Texte présenté:
■ ■ ■ ■ ■ ■ ■
Le Bachelor Montessori à l’ESCE
Pendant 4 jours cette semaine, des intervenants de notre équipe, Marie Robert, Véronique Moulin, Alexandre d’Esclaibes et moi-même avons animé des journées de formations auprès des chefs de départements et des enseignants du Bachelor de l’ESCE pour lequel la pédagogie Montessori va être mise en place à partir de la rentrée de janvier 2019, en partenariat avec nous.

Ces premières interventions ont enthousiasmé l’équipe de l’ESCE qui a, vraiment à coeur, de faire évoluer leurs façons d’enseigner. Nos premières interventions ont été consacrées :
- 1ère journée : Qu’est-ce que la pédagogie Montessori ?
- 2ème journée : Les neurosciences et les apprentissages,
- 3ème journée : Poser le cadre,
- 4ème journée : L’autonomie
Cette série de formations se poursuivra au début du mois de janvier par 3 autres journées.
■ ■ ■ ■ ■ ■ ■
Liste des lignes:
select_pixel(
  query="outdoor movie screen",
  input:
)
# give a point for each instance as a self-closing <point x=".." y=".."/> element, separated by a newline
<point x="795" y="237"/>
■ ■ ■ ■ ■ ■ ■
Consignes:
(a) Selon le texte sur le Bachelor Montessori à l’ESCE, à partir de quelle rentrée la pédagogie Montessori sera-t-elle mise en place ?
(b) Modifiez chacune des lignes de la liste en remplaçant « outdoor movie screen » par « open-air cinema screen », sans toucher au reste.

Solutions:
(a) À partir de la rentrée de janvier 2019.

(b)
select_pixel(
  query="open-air cinema screen",
  input:
)
# give a point for each instance as a self-closing <point x=".." y=".."/> element, separated by a newline
<point x="795" y="237"/>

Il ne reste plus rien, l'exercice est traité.